[start]
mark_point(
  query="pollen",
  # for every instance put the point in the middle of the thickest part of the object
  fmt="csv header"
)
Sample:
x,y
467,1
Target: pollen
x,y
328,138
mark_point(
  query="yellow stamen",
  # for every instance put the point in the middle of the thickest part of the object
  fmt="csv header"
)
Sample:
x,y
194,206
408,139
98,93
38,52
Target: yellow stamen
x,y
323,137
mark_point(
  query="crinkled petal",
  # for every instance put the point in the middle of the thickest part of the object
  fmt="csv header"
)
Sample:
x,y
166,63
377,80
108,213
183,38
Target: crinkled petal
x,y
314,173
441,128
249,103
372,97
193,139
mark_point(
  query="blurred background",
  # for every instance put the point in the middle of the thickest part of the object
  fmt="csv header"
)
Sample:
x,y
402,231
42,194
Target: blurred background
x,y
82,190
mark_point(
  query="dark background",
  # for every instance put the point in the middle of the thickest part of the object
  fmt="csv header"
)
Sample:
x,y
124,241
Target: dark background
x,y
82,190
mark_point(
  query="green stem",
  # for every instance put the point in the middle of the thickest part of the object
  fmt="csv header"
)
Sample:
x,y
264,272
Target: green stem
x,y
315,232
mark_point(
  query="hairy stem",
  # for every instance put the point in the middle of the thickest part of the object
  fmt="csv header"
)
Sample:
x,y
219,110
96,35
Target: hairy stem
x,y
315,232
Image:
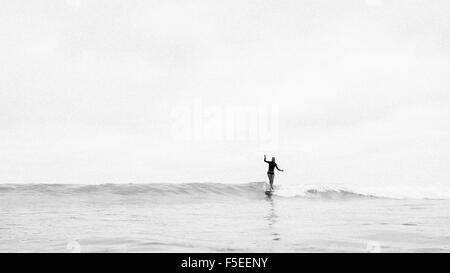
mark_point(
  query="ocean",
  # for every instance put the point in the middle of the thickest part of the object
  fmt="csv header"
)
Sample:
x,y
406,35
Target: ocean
x,y
214,217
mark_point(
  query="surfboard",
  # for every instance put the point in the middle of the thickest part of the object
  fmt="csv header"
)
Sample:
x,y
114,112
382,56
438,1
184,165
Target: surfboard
x,y
267,189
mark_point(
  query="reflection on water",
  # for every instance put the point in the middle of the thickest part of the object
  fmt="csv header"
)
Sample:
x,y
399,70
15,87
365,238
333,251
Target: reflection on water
x,y
272,218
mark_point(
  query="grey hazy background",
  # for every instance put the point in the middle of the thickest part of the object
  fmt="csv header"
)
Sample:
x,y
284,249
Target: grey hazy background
x,y
87,89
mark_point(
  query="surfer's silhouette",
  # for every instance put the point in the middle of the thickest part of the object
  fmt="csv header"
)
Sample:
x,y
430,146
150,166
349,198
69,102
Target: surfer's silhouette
x,y
271,170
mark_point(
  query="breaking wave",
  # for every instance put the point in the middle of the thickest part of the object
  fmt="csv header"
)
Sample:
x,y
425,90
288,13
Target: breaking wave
x,y
218,189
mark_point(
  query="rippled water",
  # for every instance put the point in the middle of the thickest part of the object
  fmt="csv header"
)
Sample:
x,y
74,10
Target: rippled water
x,y
208,217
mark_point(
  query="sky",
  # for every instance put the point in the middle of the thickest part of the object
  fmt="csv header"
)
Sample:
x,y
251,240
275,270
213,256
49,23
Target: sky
x,y
158,91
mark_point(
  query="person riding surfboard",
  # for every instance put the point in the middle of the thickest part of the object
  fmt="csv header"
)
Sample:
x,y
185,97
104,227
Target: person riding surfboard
x,y
271,170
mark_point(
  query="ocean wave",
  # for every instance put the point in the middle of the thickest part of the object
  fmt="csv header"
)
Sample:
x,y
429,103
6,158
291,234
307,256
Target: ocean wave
x,y
221,189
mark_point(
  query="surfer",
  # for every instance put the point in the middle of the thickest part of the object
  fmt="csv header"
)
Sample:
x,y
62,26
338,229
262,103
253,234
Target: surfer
x,y
270,171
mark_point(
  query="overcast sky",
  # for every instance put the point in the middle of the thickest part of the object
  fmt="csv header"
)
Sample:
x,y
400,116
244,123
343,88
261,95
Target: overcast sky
x,y
88,90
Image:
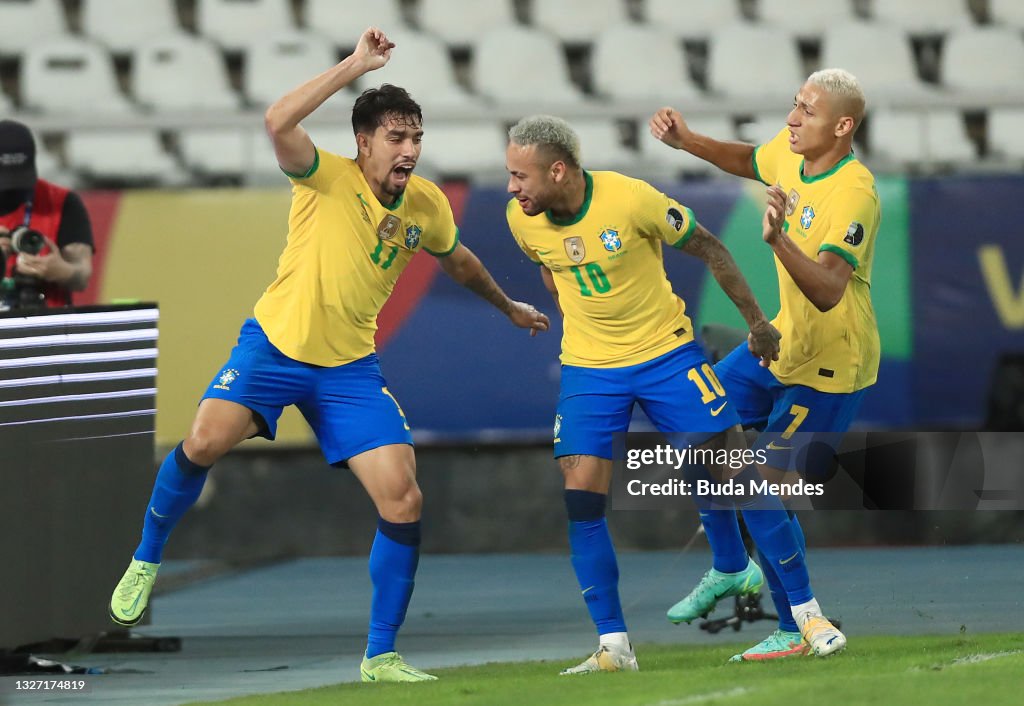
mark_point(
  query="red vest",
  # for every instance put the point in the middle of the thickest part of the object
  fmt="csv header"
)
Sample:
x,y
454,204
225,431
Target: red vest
x,y
47,206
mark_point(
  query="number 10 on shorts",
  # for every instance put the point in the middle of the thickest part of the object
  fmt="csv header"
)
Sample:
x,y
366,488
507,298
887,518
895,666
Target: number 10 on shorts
x,y
707,383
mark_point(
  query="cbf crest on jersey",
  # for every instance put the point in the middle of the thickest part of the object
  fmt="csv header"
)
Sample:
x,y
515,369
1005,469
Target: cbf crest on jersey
x,y
611,240
413,236
806,217
226,378
389,227
792,201
574,249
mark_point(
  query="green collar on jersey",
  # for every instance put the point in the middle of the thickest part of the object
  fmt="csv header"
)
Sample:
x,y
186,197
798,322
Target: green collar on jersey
x,y
839,165
587,197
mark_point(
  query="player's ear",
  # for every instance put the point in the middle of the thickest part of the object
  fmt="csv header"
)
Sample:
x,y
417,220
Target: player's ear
x,y
844,126
557,171
363,143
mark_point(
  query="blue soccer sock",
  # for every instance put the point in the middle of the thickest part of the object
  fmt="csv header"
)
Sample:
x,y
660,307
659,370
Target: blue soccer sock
x,y
393,559
594,559
785,620
178,486
772,530
728,551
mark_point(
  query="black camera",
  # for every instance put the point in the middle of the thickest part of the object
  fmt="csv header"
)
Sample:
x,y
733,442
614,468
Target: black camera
x,y
24,239
24,291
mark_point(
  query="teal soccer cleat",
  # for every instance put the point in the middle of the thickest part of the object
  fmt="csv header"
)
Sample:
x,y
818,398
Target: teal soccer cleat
x,y
713,587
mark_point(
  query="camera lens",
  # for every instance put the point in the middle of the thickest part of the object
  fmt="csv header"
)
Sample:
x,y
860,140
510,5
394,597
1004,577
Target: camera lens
x,y
28,241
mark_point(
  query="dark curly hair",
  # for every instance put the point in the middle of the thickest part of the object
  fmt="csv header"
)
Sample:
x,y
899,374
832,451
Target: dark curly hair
x,y
375,106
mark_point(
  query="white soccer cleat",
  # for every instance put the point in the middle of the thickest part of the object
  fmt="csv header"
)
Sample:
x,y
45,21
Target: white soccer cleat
x,y
606,659
823,637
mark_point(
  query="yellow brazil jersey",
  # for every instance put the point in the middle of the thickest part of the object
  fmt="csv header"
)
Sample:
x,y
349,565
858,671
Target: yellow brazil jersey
x,y
839,212
345,251
607,265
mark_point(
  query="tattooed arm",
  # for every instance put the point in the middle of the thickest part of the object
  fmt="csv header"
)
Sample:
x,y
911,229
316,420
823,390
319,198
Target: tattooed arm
x,y
763,339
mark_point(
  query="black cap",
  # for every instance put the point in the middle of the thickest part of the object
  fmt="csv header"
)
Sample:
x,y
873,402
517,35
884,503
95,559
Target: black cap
x,y
17,156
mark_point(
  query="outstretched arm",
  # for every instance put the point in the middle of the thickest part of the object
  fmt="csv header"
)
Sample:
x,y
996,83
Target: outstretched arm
x,y
466,268
549,284
291,142
736,158
763,338
822,281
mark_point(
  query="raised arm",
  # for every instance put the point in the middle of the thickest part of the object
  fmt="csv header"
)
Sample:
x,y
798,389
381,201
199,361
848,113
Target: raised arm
x,y
763,338
822,281
736,158
291,142
466,268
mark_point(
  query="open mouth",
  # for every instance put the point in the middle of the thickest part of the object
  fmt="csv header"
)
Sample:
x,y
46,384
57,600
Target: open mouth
x,y
402,172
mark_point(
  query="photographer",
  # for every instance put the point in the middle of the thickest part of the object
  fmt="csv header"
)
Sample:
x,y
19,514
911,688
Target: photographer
x,y
45,235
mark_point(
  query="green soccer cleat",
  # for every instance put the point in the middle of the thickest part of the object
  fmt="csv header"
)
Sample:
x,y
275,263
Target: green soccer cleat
x,y
390,667
132,593
713,587
605,660
778,645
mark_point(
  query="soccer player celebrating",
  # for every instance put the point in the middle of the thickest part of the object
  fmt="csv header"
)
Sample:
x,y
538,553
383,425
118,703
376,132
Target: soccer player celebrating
x,y
353,226
598,238
821,222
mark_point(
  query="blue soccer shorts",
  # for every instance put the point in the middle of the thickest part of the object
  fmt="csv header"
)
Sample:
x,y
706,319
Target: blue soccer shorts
x,y
801,427
348,407
677,390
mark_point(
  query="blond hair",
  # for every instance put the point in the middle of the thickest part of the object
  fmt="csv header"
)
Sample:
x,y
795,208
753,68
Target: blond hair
x,y
848,96
552,134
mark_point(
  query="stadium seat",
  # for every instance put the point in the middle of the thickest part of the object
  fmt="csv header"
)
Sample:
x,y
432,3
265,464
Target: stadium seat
x,y
736,64
28,23
761,127
180,72
460,24
232,24
279,61
880,56
123,26
344,21
913,138
660,160
984,59
122,155
806,18
601,146
1007,12
466,150
693,19
535,75
422,66
658,73
922,17
71,76
1005,134
578,22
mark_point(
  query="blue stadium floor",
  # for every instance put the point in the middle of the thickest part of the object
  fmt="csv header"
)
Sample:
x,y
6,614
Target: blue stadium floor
x,y
302,623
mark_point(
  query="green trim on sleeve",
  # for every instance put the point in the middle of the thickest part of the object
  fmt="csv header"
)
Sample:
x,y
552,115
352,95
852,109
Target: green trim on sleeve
x,y
309,172
754,162
587,198
689,230
824,175
842,253
446,252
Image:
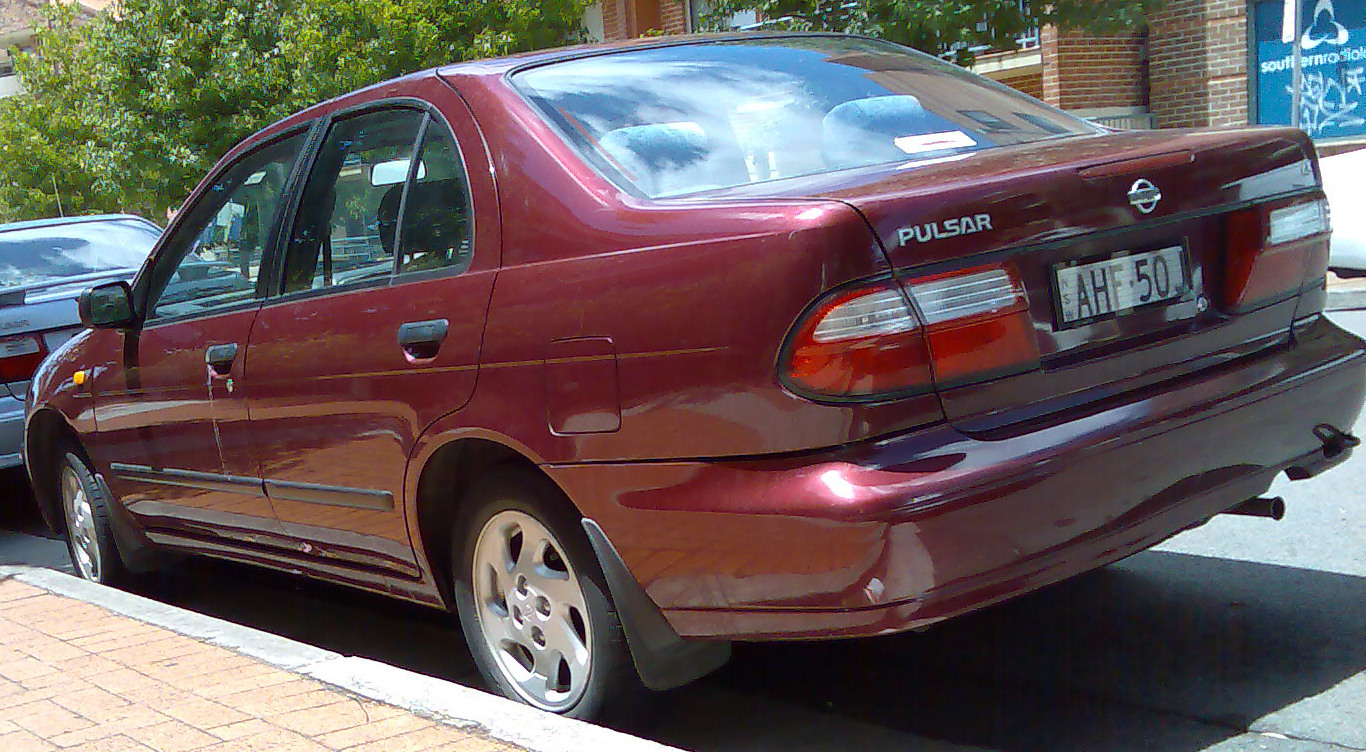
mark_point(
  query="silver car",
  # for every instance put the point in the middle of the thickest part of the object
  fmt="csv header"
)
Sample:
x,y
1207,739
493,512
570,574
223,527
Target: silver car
x,y
44,266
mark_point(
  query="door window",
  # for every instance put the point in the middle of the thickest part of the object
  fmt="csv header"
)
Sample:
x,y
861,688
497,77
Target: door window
x,y
349,213
219,250
435,232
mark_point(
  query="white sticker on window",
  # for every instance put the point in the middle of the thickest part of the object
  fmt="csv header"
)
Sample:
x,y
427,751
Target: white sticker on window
x,y
933,142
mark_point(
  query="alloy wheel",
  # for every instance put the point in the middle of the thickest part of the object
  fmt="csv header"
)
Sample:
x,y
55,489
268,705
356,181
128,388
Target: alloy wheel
x,y
532,612
81,524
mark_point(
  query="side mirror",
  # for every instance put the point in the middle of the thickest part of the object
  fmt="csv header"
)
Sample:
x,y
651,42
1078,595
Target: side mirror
x,y
108,306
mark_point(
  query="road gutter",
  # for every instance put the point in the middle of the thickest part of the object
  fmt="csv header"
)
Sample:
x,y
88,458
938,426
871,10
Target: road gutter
x,y
422,695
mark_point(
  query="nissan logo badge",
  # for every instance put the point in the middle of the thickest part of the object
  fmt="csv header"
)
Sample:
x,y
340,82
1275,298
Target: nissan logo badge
x,y
1144,195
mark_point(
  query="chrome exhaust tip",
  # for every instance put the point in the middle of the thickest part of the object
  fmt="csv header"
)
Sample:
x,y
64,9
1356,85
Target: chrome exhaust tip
x,y
1271,508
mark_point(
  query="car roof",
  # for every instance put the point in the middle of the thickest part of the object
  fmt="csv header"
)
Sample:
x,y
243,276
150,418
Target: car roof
x,y
496,67
500,66
88,219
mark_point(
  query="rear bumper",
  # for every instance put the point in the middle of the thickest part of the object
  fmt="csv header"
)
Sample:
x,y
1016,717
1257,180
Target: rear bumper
x,y
889,535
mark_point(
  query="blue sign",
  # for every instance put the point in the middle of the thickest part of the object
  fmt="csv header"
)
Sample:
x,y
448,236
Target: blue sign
x,y
1333,64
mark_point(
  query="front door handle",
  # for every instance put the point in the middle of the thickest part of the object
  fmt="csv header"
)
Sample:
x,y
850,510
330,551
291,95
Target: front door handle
x,y
220,358
422,339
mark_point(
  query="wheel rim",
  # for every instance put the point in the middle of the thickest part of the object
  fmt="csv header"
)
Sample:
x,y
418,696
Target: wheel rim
x,y
85,541
532,612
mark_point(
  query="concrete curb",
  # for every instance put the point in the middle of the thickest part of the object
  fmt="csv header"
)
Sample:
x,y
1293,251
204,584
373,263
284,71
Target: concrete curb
x,y
1346,299
422,695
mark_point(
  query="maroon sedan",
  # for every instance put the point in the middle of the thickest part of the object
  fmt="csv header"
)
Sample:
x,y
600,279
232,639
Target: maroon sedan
x,y
624,352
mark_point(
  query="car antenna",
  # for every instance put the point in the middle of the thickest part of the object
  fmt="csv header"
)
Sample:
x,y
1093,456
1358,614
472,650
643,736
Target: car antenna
x,y
58,195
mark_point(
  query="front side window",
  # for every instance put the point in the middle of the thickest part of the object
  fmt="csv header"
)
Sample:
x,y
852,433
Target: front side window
x,y
219,249
691,118
349,212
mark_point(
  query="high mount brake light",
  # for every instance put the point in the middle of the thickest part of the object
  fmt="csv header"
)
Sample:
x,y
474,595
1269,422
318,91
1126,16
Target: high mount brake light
x,y
19,356
971,324
1273,251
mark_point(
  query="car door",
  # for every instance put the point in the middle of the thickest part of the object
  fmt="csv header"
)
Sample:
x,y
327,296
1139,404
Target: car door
x,y
171,395
374,332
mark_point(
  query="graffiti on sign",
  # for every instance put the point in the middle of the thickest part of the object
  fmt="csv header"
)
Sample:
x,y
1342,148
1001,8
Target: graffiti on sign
x,y
1333,64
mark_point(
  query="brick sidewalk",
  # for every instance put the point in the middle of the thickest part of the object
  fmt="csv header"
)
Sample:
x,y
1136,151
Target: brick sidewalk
x,y
74,676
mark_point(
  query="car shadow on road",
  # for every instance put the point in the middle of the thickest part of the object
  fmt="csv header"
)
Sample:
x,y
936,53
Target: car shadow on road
x,y
1164,651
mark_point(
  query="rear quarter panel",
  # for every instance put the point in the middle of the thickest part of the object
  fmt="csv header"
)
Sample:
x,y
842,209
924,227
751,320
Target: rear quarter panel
x,y
695,298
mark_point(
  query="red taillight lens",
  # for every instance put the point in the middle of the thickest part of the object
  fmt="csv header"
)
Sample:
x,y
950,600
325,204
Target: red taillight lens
x,y
977,324
19,356
1272,251
970,325
859,343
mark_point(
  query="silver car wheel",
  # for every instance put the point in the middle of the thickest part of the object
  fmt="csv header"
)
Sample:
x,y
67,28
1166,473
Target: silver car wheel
x,y
532,610
81,524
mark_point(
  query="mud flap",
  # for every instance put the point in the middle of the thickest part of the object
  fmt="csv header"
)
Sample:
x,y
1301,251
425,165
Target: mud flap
x,y
661,657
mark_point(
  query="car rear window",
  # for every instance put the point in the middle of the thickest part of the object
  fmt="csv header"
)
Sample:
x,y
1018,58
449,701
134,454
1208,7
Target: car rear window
x,y
691,118
40,254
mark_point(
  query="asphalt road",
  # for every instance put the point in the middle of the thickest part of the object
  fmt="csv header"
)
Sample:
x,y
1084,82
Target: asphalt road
x,y
1241,635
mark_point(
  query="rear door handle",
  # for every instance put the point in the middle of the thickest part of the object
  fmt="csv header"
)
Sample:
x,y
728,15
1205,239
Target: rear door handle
x,y
422,339
220,358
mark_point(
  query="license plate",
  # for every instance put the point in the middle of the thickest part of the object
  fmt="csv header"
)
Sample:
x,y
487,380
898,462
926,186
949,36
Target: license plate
x,y
1119,284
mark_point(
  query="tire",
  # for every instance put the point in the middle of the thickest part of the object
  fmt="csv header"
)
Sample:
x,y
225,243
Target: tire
x,y
85,509
534,605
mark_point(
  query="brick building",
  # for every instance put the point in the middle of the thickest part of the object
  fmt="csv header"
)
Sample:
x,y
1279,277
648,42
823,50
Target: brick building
x,y
1198,63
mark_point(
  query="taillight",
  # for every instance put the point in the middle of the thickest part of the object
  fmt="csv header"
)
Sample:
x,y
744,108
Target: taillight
x,y
1273,251
859,343
19,356
970,325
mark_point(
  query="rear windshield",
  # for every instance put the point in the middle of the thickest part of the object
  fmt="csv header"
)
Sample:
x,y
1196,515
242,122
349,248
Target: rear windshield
x,y
48,253
693,118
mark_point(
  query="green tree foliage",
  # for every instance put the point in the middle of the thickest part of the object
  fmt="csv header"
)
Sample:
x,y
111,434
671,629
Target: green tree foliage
x,y
940,25
129,109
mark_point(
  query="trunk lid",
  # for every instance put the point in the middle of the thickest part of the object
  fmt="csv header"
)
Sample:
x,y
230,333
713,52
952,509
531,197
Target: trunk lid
x,y
1072,202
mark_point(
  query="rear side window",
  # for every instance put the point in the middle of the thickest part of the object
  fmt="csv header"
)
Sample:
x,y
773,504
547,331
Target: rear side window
x,y
36,255
435,232
691,118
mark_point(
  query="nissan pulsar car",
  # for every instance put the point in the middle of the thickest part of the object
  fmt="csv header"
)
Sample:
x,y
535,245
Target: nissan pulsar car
x,y
626,352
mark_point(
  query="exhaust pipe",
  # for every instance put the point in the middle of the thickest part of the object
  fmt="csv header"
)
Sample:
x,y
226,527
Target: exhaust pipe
x,y
1260,507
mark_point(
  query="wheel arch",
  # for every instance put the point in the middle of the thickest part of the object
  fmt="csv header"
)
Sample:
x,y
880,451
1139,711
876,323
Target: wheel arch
[end]
EXERCISE OBJECTIVE: Filter the material above and copy out every line that contains the string "panel".

RESULT FOR THIS TASK:
  query="rear quarter panel",
Target: rear quarter panel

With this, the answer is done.